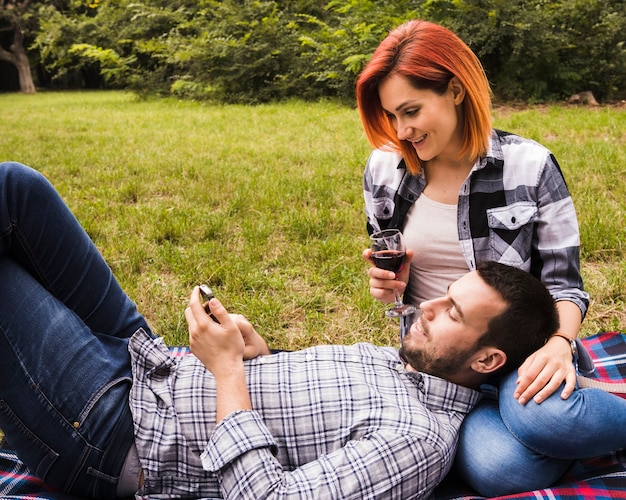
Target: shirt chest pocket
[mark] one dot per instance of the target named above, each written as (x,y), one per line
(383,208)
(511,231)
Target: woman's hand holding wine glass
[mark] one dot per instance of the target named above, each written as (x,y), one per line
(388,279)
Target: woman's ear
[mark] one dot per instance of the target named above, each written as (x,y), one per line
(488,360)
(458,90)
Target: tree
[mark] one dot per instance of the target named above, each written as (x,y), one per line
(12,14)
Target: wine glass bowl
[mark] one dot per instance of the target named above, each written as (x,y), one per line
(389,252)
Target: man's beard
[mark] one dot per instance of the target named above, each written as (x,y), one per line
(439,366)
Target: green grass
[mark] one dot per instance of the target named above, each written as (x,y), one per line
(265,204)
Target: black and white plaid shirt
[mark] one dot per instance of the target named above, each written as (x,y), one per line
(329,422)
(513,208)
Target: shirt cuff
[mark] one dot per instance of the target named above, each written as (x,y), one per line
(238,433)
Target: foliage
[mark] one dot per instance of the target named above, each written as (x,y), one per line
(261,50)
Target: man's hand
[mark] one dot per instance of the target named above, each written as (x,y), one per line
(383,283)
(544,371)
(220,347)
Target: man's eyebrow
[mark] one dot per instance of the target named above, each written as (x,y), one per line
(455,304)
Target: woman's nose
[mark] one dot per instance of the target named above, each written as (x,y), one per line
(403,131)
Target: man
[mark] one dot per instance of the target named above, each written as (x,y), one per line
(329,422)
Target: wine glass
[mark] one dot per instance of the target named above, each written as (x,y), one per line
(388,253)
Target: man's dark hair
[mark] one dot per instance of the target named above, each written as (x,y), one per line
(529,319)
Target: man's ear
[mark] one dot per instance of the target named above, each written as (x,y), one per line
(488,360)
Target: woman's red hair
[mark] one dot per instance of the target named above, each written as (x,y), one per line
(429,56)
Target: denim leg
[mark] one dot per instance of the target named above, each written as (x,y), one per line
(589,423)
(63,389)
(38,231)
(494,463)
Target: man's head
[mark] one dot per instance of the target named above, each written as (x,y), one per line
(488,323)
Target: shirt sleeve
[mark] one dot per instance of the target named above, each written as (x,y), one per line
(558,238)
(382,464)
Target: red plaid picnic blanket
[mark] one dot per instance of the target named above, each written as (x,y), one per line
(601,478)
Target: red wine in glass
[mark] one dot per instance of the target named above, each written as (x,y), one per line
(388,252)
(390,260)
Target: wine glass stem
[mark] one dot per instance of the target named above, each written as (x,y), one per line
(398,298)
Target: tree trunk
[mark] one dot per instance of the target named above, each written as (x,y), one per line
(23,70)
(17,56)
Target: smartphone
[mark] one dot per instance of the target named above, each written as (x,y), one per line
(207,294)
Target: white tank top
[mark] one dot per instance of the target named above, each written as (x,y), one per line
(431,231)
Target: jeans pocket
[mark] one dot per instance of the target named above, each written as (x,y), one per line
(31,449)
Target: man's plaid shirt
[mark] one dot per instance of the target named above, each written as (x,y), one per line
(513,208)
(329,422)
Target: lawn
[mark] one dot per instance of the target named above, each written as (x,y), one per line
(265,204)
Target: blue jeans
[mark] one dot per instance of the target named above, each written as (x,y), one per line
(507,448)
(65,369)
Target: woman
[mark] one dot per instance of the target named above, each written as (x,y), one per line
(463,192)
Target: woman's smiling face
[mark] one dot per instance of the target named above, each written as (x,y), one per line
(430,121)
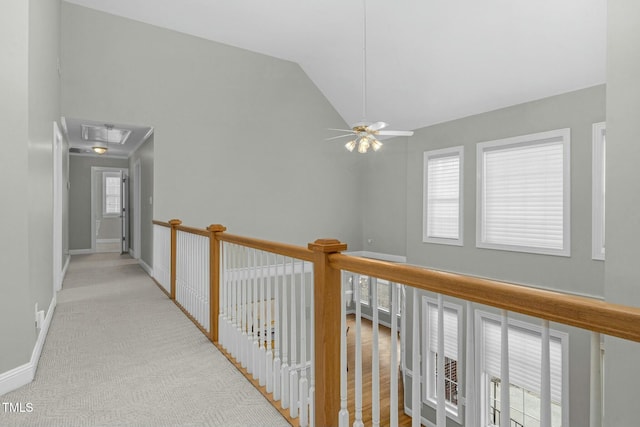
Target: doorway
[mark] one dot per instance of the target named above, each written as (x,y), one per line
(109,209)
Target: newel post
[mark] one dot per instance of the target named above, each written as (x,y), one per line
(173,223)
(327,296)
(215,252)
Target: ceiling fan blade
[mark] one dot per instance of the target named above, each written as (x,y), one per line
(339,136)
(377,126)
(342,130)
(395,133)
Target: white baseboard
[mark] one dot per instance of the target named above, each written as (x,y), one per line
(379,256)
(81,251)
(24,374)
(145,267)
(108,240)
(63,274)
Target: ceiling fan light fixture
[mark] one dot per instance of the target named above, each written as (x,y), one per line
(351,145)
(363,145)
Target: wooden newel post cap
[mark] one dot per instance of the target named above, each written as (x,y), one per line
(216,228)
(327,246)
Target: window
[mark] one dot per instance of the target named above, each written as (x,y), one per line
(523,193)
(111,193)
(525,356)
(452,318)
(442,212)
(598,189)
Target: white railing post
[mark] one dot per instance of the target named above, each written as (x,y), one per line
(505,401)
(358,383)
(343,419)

The problem: Images in the records should not be copied. Repeat all the rest exactly.

Finished exercise:
Target: shirt chest pocket
[mark] one dot per instance of the target named above, each written as (x,y), one per line
(383,208)
(511,231)
Target: woman's hand holding wine glass
[mark] one dot per instance of the target named above, each written as (x,y), one per line
(388,279)
Target: woman's ear
[mark] one dot per instance of the target named above, each written as (x,y), one per line
(488,360)
(458,90)
Target: tree
[mark] one dot per instance of the target named above, each written as (x,y), one per line
(12,14)
Target: wine glass bowl
[mark] one dot per instance of the target named above, each written as (x,y), one per line
(389,252)
Target: man's beard
[mark] one dot per instance of the target named above, each written as (x,y), one per line
(439,366)
Target: green grass
[mark] one dot per instance of the target named above, each written as (x,y), one per line
(265,204)
Target: black and white plaid shirt
[mark] one dot per instance of the target named above, each written as (x,y), one per line
(329,422)
(513,208)
Target: shirt cuff
[mark] one dot per instance of the target named above, each written as (x,y), one per line
(238,433)
Target: foliage
[mark] one dot per instance of the target named above, each written as (x,y), one per line
(261,50)
Target: man's hand
[mark] one dot per instance of the target named above, each written as (x,y), one per line
(383,283)
(544,371)
(220,347)
Target: man's eyebrow
[mark] one dot per instance of the target named above, each written as (x,y), one per line
(455,304)
Target: woman's nose
[mark] one dot per instance of the target named above, each written as (x,y), one per line
(403,131)
Target: man
[mark] one dot per instance of the target named above, each written as (x,y), one per line
(329,422)
Target: wine glass
[mark] one dot per instance of the target named above, each written as (x,y), one per line
(388,253)
Target: man's dark hair
[mark] one dot per instance of the target named above, each written as (x,y), one per line
(529,319)
Target: man's ear
[mark] one dot per instance of the target named above, each written as (x,y), one per line
(488,360)
Target: woman's red hair
[mark] one dot per instance of the target named above, each written as (x,y), one per line
(429,56)
Target: denim leg
[mark] one dot per instance of the target named above, each written as (x,y), one per line
(589,423)
(63,389)
(38,231)
(494,463)
Target: man's head
[mark] one dot per instance of the target named above, each written as (x,y), one per line
(488,323)
Target: shirt sleeve
[mark] one dot per instance of the target named above, each written as (x,y), one per line
(558,238)
(382,464)
Target: red plaid picnic blanket
[mark] one dot per instance of the target named above, each written as (x,y), one per line
(601,478)
Target: red wine in glass
[mark] one dot per instance of the target named above, each written as (x,y), one per line
(388,252)
(390,260)
Target: wine glass stem
[mark] one dot per instance of the target named above, each written as (x,y), one per line
(398,298)
Target: tree trunk
[mark] one dot per instance of the target named above, each written as (x,y), one per line
(23,70)
(17,56)
Target: smartphone
[mark] one dot per instance of the target named above, each written as (x,y), one per line
(207,294)
Target: white tank top
[mark] one dot per instance of the target named above, each written as (x,y), one per line
(431,231)
Target: jeans pocket
[mark] one dot per instance of the target named above, each written as (x,y), one per line
(31,449)
Target: man's plaid shirt
[mark] one dot per instance of the target named above, each written as (x,y), one per line
(513,208)
(329,422)
Target: lawn
[mark] one dot per instance of the target named above, each written as (x,y), one per line
(265,204)
Target: blue jeans
[mark] one dot per instance of the target named above, each written as (x,y), one per line
(507,448)
(65,369)
Target: woman
[mark] one dot per instance of the target named above, each written as (x,y), one per line
(463,192)
Target: woman's smiling face
[mark] one dot per instance of the target named above, each written as (x,y), one per line
(430,121)
Target: doorway
[mark] one dot per instance of the target named above, each written as (x,y), one per line
(109,209)
Target: newel post
[mark] one dot per instance of the target named above, each written as (x,y), one per line
(173,223)
(327,296)
(215,252)
Target: ceiling fan blade
[mark] one dot per instance of the target named above, each written as (x,y), one per line
(339,136)
(377,126)
(342,130)
(395,133)
Target: white baseboard
[mark] one dot per instance of the target named above, each written as (x,y), one per line
(379,256)
(81,251)
(24,374)
(145,267)
(108,240)
(63,274)
Target: ceiling fan light fixture
[mark] one dot per instance of the target named above, each written as (x,y), one per line
(351,145)
(363,145)
Target: wooden newel post cap
[mark] one dot per instance of the target named above, each written as (x,y), one per line
(216,228)
(327,246)
Target: window
[mark] one dot per instance of the target named above, each written as (x,y), one per line
(523,193)
(111,193)
(525,356)
(452,318)
(442,212)
(598,189)
Target: white railing post
[mark] one dot per instance of the target named above, each written as (x,y), one per line
(505,401)
(358,383)
(343,419)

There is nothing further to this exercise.